STATED GOAL 1> Do the following statements agree with the exhibition text? (a) Lourdes Gorbet's 1975 photographs are in color. (b) Yolanda Lopez holds brushes in her self-portrait photographs. (c) Maria Evelia Marmolejo's performance Ritual in Honor of Menstruation dates from 1981. For each, answer yes or no and quote the deciding words of the text.
STATED GOAL 2> Set down the part of the exhibition text that opens with the words containing "In an hour and" and closes with "a woman artist.".
STATED GOAL 3> Sum up the exhibition text in two sentences.

PAGE EXTRACT>
------------------------------------------------

Being revealed is one of the most important trends in this exhibition. This includes different aspects, from personal and individual self-expression to more political commentaries. The act of revealing functions as a subversive strategy to the dominated discourse of repression and if one considers repression as a tool for dictatorships to hide what opposes their ideologies, then the process of revealing could be revolutionary by itself.
In an hour and a half, a series of four black and white photographs from 1975, Mexican artist Lourdes Gorbet was photographed while trying to emerge from a sheet of metallic paper stretched on a frame during a performance. While an hour and a half alludes to the famous Botticelli masterpiece, The Venus Birth, Gorbet appropriates the notion of birth in a modern and realistic way, quite different from the symbolic birth of Venus as the goddess of love, beauty, and inspiration. The artist has dressed modern and casually to symbolize herself as a modern woman artist who is looking to be visible in the real world of society as well as in the world of art. Here the act of revealing has a very basic function, which is as simple as being seen and legitimized as a woman artist.
Three years later, Chicana artist Yolanda Lopez, in a series of self-portrait photographs, mimics Venus while having a bunch of brushes in her hand and standing in front of a shell-like background. While her heroic, radical, and determined gesture addresses her ambitions as a woman artist to be discovered, her constant smile and humble outfit, beside the intentional amateur style of photographs creates an ironic atmosphere. This irony was created playfully to question the mythological symbolic value of a woman and substitute it with a more humble, real, and even funny woman artist for whom being valuable isn’t equal to being elevated to the level of a goddess. In contrary as the gesture shows, her demands in a patriarchal society are as simple as being visible and to be able to work freely.

In addition to revealing themselves as women artists, some other artists focus on the female body as a site for discrimination and repress. While revealing the natural mechanisms of the female body, such as menstruation, giving birth, and sexual excitements, was a recurrent theme in the radical realm of feminist body art and performance art of 70s, in a performance piece called Ritual in Honor of Menstruation (1981) , Colombian artist Maria Evelia Marmolejo expressed her female sexuality by addressing the similar concerns in a radical feminist way. Although Evalina’s menstruation ritual is not complicated, it is certainly allegorical. By uncovering her genitals and letting her menstrual blood drip on the floor, and by rubbing her pubic area against the wall to leave an imprint of her blood, she brings one of the most body-related female taboos to the public sphere. As the performance name signifies, this is not just a simple act of revealing a natural feminine mechanism, but is rather that of a celebration of feminine menstruation as a strong and authoritative gesture opposed to menstruation’s traditional implications of weakness and wickedness.

------------------------------------------------

DATASET CONTENT>
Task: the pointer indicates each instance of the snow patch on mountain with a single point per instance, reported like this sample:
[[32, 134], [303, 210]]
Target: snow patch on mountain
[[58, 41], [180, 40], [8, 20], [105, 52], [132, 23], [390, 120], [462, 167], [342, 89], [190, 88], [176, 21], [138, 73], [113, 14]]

------------------------------------------------

PROBLEM SOLUTION 1>
(a) No: "a series of four black and white photographs from 1975"
(b) Yes: "having a bunch of brushes in her hand"
(c) Yes: "Ritual in Honor of Menstruation (1981)"

PROBLEM SOLUTION 2>
In an hour and a half, a series of four black and white photographs from 1975, Mexican artist Lourdes Gorbet was photographed while trying to emerge from a sheet of metallic paper stretched on a frame during a performance. While an hour and a half alludes to the famous Botticelli masterpiece, The Venus Birth, Gorbet appropriates the notion of birth in a modern and realistic way, quite different from the symbolic birth of Venus as the goddess of love, beauty, and inspiration. The artist has dressed modern and casually to symbolize herself as a modern woman artist who is looking to be visible in the real world of society as well as in the world of art. Here the act of revealing has a very basic function, which is as simple as being seen and legitimized as a woman artist.

PROBLEM SOLUTION 3> The exhibition text calls revealing one of the exhibition's most important trends, ranging from personal self-expression to political commentary and working as a subversive strategy against the dominant discourse of repression. It follows this trend through Lourdes Gorbet's 1975 photographs and Yolanda Lopez's Venus-like self-portraits, in which each artist seeks to be visible as a woman artist, and through Maria Evelia Marmolejo's 1981 performance Ritual in Honor of Menstruation, which celebrates menstruation against its traditional implications of weakness and wickedness.